> _TO DO_
Please retype the material below, keeping every character unchanged, from the line that contains "Exercise. Mark the brown" through the line that contains "pixel 48 391", inclusive.

------------

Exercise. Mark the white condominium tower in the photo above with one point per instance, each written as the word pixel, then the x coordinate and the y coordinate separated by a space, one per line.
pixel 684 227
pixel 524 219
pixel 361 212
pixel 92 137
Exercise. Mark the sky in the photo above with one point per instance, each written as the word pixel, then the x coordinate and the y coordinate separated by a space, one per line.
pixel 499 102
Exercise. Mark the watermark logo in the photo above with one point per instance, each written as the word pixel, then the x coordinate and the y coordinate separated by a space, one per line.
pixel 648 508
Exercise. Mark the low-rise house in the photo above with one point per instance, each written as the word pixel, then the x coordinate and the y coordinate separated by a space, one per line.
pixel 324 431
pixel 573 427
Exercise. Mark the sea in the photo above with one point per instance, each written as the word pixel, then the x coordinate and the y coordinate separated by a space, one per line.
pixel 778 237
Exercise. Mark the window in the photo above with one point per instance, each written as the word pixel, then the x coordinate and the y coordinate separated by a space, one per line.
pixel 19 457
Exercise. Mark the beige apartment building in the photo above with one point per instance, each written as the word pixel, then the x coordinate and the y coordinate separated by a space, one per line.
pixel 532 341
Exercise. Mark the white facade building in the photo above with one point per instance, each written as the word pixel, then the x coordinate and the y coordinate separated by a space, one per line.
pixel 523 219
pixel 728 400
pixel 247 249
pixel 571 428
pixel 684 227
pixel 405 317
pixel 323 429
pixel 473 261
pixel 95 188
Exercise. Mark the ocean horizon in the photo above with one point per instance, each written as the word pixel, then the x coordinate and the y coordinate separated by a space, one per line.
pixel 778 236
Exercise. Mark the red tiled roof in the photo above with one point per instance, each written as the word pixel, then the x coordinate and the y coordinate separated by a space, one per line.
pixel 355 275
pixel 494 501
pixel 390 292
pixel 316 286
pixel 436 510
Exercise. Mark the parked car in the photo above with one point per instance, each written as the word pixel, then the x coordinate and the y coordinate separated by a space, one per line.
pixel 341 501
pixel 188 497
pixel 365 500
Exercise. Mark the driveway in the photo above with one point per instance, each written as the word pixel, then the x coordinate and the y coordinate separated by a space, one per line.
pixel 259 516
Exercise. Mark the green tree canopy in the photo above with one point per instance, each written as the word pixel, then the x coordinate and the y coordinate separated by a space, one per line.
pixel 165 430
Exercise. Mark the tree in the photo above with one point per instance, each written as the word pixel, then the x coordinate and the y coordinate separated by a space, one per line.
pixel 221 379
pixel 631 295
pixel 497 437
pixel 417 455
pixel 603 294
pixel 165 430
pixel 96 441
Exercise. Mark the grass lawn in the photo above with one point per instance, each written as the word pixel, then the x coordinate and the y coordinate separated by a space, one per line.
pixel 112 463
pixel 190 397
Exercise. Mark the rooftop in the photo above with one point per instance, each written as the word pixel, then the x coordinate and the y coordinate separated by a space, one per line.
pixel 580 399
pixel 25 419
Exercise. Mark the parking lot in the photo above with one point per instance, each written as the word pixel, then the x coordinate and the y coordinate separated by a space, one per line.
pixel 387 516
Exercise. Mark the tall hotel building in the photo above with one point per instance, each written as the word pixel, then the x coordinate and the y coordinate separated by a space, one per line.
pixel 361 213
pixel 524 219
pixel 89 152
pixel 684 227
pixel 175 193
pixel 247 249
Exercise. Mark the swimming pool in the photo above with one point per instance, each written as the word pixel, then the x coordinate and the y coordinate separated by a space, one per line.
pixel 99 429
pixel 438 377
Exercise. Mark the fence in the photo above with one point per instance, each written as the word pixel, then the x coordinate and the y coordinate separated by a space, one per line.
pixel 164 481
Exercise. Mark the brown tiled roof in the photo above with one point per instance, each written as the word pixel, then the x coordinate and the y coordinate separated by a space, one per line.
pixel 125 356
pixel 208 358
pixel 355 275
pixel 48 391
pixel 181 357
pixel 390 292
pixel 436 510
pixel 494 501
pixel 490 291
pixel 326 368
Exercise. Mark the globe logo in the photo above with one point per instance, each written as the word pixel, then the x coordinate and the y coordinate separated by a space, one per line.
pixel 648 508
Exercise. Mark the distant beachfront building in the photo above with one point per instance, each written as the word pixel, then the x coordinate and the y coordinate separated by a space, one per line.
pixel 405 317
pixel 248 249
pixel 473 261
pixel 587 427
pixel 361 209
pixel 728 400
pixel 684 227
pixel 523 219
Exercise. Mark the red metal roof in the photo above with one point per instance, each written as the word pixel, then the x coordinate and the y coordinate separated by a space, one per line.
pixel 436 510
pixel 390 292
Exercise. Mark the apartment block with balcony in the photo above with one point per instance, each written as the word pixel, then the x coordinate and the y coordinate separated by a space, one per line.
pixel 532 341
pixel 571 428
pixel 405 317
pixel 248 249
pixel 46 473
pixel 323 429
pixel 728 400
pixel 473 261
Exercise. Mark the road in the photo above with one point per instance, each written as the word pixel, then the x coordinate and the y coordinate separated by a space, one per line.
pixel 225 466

------------

> _PROBLEM SOLUTION_
Exercise. Mark the brown tiled roof in the photo above with one point per instance, each written as the word pixel, then the x coordinate and the y coordinate separated by a space, one per line.
pixel 125 356
pixel 208 358
pixel 355 275
pixel 48 391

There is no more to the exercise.